## [Problem to work on]
Copy out, from the entries below, each line that holds the string "help".

Stored data:

▬▬▬▬▬▬▬▬▬▬

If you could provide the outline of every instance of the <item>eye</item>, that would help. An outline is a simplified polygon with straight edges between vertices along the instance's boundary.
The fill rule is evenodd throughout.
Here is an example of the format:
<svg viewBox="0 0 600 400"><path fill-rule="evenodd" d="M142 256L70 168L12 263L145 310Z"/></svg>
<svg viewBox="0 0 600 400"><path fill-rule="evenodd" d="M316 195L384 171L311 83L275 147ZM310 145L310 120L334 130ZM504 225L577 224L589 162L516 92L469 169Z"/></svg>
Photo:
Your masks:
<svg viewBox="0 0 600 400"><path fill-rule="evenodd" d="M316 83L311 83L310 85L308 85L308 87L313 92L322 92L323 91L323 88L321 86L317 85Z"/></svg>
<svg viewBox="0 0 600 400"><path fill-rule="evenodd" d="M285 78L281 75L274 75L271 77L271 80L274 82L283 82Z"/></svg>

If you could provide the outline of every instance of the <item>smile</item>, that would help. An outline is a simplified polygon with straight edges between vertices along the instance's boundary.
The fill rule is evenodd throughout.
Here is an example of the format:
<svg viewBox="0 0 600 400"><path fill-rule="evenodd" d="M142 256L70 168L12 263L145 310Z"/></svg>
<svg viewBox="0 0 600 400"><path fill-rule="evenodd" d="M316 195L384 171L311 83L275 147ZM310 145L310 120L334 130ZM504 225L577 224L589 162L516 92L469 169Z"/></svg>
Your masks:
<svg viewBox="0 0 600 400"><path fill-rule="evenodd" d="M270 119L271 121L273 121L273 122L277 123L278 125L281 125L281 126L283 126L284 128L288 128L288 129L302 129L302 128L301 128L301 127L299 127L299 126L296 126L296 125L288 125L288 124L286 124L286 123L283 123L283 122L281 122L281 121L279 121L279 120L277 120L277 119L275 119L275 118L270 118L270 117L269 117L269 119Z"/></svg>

▬▬▬▬▬▬▬▬▬▬

## [Written solution]
If you could provide the outline of every instance of the <item>eye</item>, that would help. An outline is a simplified polygon with straight edges between vertices along the instance's boundary.
If you could provide the outline of every instance of the <item>smile</item>, that would help. An outline is a simplified polygon with straight edges between vertices along the instance's boundary.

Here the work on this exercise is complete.